▶ **TASK DETAILS**:
Gather every line of the records below that contains the string "asked", matching its case exactly, and copy each such line.

[Records excerpted from a collection]

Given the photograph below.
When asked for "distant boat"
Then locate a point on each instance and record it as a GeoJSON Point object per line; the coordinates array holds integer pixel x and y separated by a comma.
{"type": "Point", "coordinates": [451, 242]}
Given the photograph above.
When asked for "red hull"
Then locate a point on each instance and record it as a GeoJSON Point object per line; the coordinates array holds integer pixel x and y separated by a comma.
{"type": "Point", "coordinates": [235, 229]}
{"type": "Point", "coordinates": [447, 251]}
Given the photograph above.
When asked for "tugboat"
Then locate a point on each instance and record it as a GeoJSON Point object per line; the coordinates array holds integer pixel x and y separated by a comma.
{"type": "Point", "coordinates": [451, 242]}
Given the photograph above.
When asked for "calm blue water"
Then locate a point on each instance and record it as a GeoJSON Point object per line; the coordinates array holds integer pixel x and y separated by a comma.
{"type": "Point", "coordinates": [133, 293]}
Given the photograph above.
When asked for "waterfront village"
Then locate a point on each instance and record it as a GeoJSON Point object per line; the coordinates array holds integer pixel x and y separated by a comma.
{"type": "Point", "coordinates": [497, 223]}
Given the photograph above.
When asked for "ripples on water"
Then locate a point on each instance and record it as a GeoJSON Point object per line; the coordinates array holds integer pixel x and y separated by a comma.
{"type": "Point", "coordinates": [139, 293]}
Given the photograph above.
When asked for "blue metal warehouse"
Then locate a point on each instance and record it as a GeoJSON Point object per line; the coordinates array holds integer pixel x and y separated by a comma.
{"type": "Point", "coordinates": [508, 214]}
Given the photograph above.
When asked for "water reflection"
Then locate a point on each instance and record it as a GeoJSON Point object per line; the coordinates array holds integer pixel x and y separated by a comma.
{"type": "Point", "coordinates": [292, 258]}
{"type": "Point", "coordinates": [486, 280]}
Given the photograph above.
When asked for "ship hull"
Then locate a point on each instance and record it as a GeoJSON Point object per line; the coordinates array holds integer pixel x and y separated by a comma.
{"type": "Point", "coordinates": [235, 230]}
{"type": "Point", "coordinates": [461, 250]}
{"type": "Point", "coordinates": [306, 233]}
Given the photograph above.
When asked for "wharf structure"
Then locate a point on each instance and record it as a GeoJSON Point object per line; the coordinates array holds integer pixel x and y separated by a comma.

▶ **WRITTEN SOLUTION**:
When asked for "distant boat"
When asked for "red hull"
When asked for "tugboat"
When asked for "calm blue water"
When asked for "waterfront village"
When asked for "ripples on water"
When asked for "blue metal warehouse"
When asked for "water reflection"
When asked for "ship hull"
When asked for "wharf structure"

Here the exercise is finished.